═════ Document excerpt ═════

I am currently addressing a situation where our web application receives at least a Million requests per 30 seconds. So these requests will lead to generating 3-5 Million row inserts between 5 tables. This is pretty heavy load to handle. Currently we are using multi threading to handle this situation (which is a bit faster but unable to get a better CPU throughput). However the load will definitely increase in future and we will have to account for that too. After 6 months from now we are looking at double the load size we are currently receiving and I am currently looking at a possible new solution that is scalable and should be easy enough to accommodate any further increase to this load.
Currently with multi threading we are making the whole debugging scenario quite complicated and sometimes we are having problem with tracing issues.
FYI we are already utilizing the SQL Builk Insert/Copy that is mentioned in this previous post
Sql server 2008 - performance tuning features for insert large amount of data
However I am looking for a more capable solution (which I think there should be one) that will address this situation.
Note: I am not looking for any code snippets or code examples. I am just looking for a big picture of a concept that I could possibly use and I am sure that I can take that further to an elegant solution :)

═════ Record excerpts ═════

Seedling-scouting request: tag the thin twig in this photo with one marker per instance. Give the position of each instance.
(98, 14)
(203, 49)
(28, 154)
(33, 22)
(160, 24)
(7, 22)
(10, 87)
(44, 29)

═════

Short task: Write out the passage of the post on heavy database insert load from "FYI we are already" to "elegant solution :)", word for word.

Complete answer:
FYI we are already utilizing the SQL Builk Insert/Copy that is mentioned in this previous post
Sql server 2008 - performance tuning features for insert large amount of data
However I am looking for a more capable solution (which I think there should be one) that will address this situation.
Note: I am not looking for any code snippets or code examples. I am just looking for a big picture of a concept that I could possibly use and I am sure that I can take that further to an elegant solution :)